_Exercise brief_. Pick out every line in the data below that contains the string "dirt" and copy each one. Case counts.

Position identification data
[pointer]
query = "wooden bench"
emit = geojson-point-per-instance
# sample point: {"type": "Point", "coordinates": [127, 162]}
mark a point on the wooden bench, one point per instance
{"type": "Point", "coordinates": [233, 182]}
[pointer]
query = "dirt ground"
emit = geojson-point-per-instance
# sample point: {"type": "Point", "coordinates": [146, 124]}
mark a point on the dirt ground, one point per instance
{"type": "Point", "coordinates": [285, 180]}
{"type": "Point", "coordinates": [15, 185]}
--
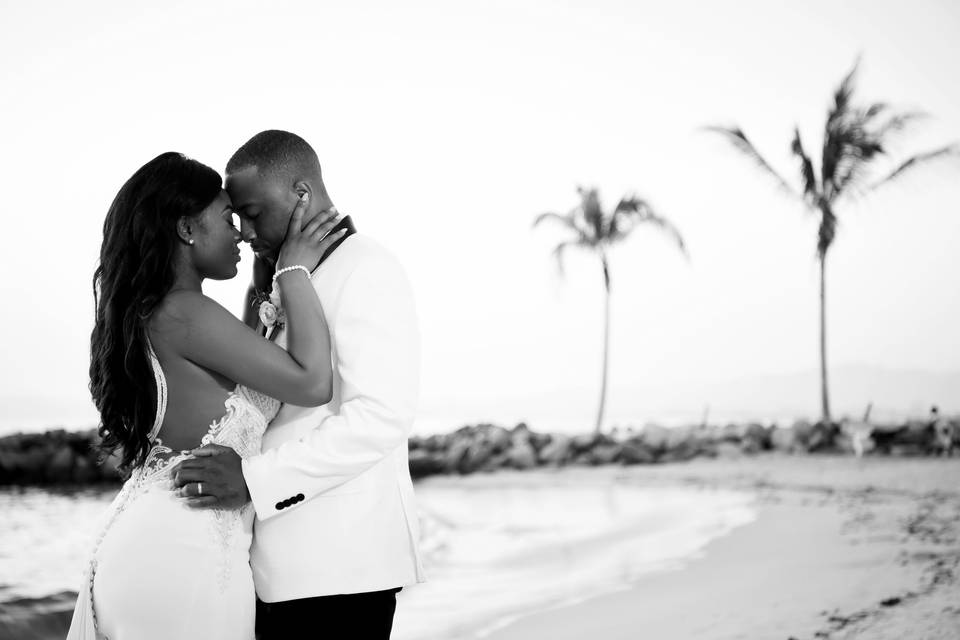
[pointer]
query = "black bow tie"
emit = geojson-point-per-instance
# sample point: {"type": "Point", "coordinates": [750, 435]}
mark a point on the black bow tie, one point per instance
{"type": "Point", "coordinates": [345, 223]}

_Result for this exercise_.
query = "dirt ground"
mark a point on the dirt ground, one point per instance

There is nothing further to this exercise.